### Records
^^^^^^^^

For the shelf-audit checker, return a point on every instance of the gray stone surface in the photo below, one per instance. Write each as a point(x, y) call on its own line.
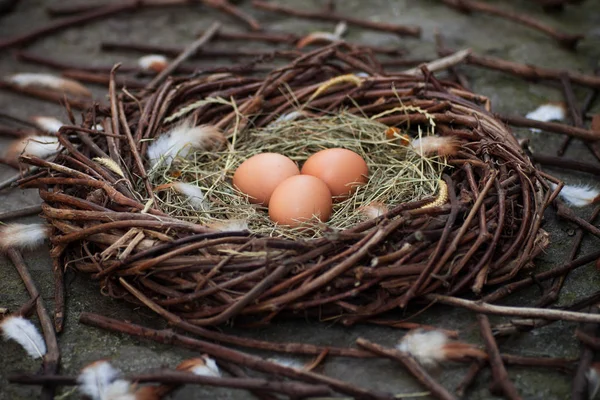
point(489, 35)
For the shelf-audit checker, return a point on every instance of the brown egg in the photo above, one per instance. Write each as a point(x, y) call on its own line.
point(259, 175)
point(299, 199)
point(341, 169)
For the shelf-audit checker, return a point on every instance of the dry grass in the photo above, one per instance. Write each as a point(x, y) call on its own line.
point(397, 173)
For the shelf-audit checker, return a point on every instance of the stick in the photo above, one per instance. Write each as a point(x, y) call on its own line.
point(580, 382)
point(411, 365)
point(530, 72)
point(560, 162)
point(440, 64)
point(23, 212)
point(187, 53)
point(567, 40)
point(65, 23)
point(226, 7)
point(52, 357)
point(555, 127)
point(498, 370)
point(293, 389)
point(401, 30)
point(230, 355)
point(485, 308)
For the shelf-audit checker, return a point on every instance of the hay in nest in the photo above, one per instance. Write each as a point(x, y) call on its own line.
point(398, 173)
point(482, 233)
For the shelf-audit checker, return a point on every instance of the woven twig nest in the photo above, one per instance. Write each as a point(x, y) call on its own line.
point(482, 232)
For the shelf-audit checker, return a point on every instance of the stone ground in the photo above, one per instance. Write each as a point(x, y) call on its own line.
point(488, 35)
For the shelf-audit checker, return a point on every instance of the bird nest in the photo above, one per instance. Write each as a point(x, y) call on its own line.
point(452, 222)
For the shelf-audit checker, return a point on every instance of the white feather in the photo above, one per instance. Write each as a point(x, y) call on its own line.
point(194, 194)
point(181, 140)
point(48, 124)
point(547, 112)
point(119, 390)
point(50, 82)
point(230, 225)
point(579, 195)
point(22, 236)
point(26, 334)
point(209, 368)
point(95, 379)
point(427, 347)
point(40, 146)
point(153, 62)
point(373, 210)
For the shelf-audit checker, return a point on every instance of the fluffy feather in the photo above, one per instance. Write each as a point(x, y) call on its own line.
point(203, 366)
point(48, 81)
point(579, 195)
point(182, 139)
point(25, 333)
point(548, 112)
point(95, 379)
point(443, 146)
point(194, 194)
point(374, 210)
point(47, 124)
point(427, 347)
point(153, 62)
point(40, 146)
point(22, 236)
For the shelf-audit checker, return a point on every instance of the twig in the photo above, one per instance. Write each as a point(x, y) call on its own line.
point(560, 162)
point(226, 7)
point(65, 23)
point(474, 370)
point(486, 308)
point(567, 40)
point(580, 382)
point(292, 389)
point(23, 212)
point(185, 54)
point(411, 365)
point(230, 355)
point(52, 357)
point(401, 30)
point(530, 72)
point(441, 64)
point(499, 373)
point(555, 127)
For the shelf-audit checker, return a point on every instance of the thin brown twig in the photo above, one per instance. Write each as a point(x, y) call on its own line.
point(237, 357)
point(401, 30)
point(486, 308)
point(188, 52)
point(22, 212)
point(501, 380)
point(52, 357)
point(567, 40)
point(416, 370)
point(65, 23)
point(169, 377)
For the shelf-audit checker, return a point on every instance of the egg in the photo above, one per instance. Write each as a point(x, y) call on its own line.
point(259, 175)
point(341, 169)
point(300, 199)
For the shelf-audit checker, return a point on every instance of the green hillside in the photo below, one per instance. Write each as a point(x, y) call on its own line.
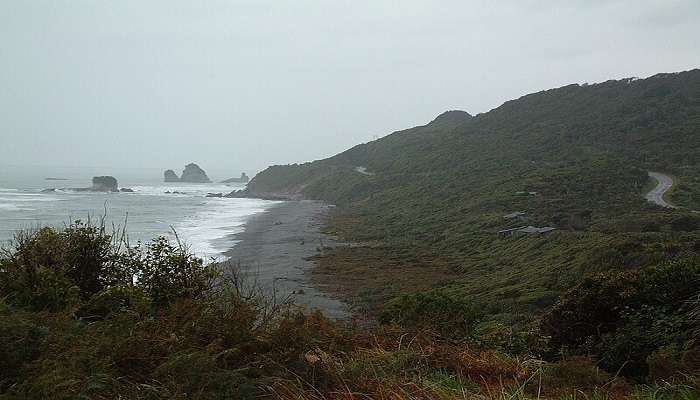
point(429, 201)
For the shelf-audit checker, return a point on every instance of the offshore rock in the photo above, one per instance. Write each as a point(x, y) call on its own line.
point(193, 174)
point(170, 176)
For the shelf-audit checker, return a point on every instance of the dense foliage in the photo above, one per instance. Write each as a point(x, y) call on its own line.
point(84, 316)
point(575, 158)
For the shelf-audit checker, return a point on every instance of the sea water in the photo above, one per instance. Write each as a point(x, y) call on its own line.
point(205, 224)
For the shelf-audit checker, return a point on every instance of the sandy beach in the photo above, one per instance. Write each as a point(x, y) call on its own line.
point(275, 249)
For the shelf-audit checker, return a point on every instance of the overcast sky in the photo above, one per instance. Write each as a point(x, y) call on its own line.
point(242, 84)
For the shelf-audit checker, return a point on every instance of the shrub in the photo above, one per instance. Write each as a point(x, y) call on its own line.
point(435, 310)
point(624, 317)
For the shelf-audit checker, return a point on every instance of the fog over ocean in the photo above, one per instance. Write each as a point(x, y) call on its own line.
point(205, 224)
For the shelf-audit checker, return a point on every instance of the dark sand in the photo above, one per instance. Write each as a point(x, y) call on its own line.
point(275, 249)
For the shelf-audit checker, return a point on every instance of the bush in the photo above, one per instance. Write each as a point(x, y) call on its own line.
point(624, 317)
point(435, 310)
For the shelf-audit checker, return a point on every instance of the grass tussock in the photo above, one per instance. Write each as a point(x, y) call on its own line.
point(85, 315)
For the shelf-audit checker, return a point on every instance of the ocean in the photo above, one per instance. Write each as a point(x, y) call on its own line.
point(205, 224)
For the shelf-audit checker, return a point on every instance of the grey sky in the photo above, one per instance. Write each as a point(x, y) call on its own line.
point(243, 84)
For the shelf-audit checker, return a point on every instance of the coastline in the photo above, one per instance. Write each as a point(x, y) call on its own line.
point(275, 248)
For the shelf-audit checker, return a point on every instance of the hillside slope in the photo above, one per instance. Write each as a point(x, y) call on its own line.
point(430, 199)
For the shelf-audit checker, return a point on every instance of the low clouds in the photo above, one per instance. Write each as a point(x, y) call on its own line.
point(241, 85)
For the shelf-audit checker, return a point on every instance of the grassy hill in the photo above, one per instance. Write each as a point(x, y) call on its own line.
point(428, 201)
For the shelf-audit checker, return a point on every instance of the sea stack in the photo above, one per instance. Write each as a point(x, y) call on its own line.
point(104, 184)
point(193, 174)
point(243, 179)
point(170, 176)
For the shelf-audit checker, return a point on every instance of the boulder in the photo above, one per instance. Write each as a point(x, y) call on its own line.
point(104, 184)
point(170, 176)
point(193, 174)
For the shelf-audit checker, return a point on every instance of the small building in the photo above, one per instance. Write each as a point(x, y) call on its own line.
point(510, 231)
point(514, 215)
point(528, 230)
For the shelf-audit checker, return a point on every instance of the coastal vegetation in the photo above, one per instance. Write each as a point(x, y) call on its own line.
point(574, 158)
point(83, 314)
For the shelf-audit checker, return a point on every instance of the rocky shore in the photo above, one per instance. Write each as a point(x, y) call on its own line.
point(276, 247)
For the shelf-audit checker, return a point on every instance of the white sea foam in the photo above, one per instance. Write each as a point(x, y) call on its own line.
point(188, 190)
point(208, 231)
point(23, 199)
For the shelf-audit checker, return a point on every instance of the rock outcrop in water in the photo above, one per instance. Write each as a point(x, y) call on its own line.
point(243, 179)
point(170, 176)
point(104, 184)
point(193, 174)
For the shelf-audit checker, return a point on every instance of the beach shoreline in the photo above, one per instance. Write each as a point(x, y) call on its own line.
point(275, 249)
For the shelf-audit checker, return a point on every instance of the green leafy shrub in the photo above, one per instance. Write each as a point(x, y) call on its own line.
point(624, 317)
point(436, 310)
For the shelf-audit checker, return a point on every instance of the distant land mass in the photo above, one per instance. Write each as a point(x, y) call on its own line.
point(576, 159)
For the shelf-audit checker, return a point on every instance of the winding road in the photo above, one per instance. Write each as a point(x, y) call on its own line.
point(656, 195)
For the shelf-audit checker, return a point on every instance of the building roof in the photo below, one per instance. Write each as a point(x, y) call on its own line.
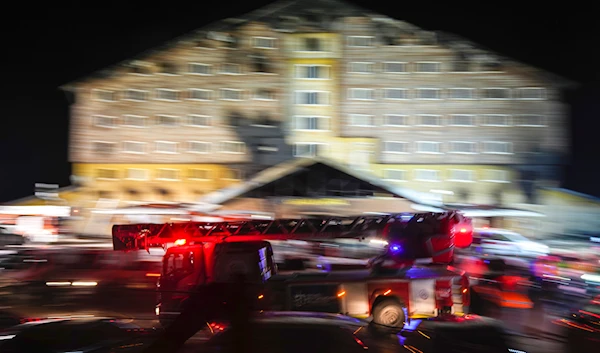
point(487, 211)
point(297, 165)
point(333, 8)
point(39, 200)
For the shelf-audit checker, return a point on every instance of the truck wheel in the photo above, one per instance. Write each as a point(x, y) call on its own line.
point(389, 312)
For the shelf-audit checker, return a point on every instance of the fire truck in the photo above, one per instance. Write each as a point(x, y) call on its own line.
point(413, 278)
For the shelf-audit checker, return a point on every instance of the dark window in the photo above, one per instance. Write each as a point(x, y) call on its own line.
point(168, 68)
point(312, 44)
point(260, 64)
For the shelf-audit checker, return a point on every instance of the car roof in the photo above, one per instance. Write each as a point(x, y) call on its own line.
point(299, 317)
point(495, 230)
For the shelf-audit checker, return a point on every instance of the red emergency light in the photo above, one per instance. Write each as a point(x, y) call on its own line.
point(463, 235)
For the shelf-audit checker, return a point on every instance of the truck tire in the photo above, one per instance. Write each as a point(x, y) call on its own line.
point(389, 312)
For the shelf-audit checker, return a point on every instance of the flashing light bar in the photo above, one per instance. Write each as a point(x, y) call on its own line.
point(378, 242)
point(58, 284)
point(591, 277)
point(180, 242)
point(74, 284)
point(84, 284)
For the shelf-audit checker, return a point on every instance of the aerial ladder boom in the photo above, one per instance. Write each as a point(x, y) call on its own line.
point(410, 236)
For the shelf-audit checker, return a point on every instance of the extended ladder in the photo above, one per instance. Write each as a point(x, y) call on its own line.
point(144, 236)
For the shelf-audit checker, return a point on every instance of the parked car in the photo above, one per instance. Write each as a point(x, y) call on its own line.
point(505, 242)
point(8, 237)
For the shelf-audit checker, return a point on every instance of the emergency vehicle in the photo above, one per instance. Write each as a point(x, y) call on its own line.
point(412, 279)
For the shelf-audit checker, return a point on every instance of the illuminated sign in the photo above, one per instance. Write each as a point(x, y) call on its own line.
point(315, 202)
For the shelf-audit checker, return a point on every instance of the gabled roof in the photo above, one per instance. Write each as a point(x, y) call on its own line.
point(296, 165)
point(294, 7)
point(281, 6)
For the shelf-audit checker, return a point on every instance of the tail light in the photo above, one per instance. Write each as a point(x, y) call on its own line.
point(465, 290)
point(463, 235)
point(443, 294)
point(360, 343)
point(216, 327)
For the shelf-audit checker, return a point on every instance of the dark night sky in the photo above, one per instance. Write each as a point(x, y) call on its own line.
point(48, 45)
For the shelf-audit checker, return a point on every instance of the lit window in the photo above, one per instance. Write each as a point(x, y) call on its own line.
point(360, 41)
point(264, 95)
point(167, 94)
point(396, 120)
point(362, 120)
point(430, 120)
point(167, 68)
point(394, 67)
point(134, 120)
point(233, 147)
point(395, 147)
point(311, 123)
point(136, 95)
point(104, 173)
point(427, 175)
point(463, 147)
point(199, 147)
point(318, 98)
point(461, 93)
point(429, 93)
point(231, 94)
point(200, 69)
point(264, 43)
point(233, 174)
point(167, 120)
point(199, 174)
point(428, 67)
point(167, 174)
point(496, 120)
point(496, 93)
point(497, 147)
point(134, 147)
point(462, 120)
point(312, 71)
point(395, 93)
point(531, 93)
point(461, 175)
point(362, 94)
point(394, 174)
point(308, 149)
point(496, 176)
point(105, 121)
point(231, 69)
point(533, 120)
point(105, 95)
point(137, 174)
point(104, 147)
point(166, 147)
point(267, 148)
point(360, 68)
point(428, 147)
point(199, 120)
point(200, 94)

^^^^^^^^

### Task prompt
Present the records above, from their start through the line that contains "point(397, 173)", as a Markdown table with columns headed Row and Line, numbering each non-blank line. Leave the pictures out.

### Output of the exercise
| Row | Line |
|---|---|
| 1 | For the shelf-audit checker, return a point on every instance of the gray stone surface in the photo below, one per instance. Write each as a point(x, y) call on its own line. |
| 2 | point(489, 35) |
| 3 | For the shelf-audit checker, return a point on every instance of the brown egg in the photo above, one per instance. Write each as a point(x, y) call on its own line. |
| 4 | point(259, 175) |
| 5 | point(299, 199) |
| 6 | point(341, 169) |
| 7 | For the shelf-audit checker, return a point on every instance of the dry grass in the photo above, one per instance. Write each as a point(x, y) call on its own line. |
| 8 | point(397, 173) |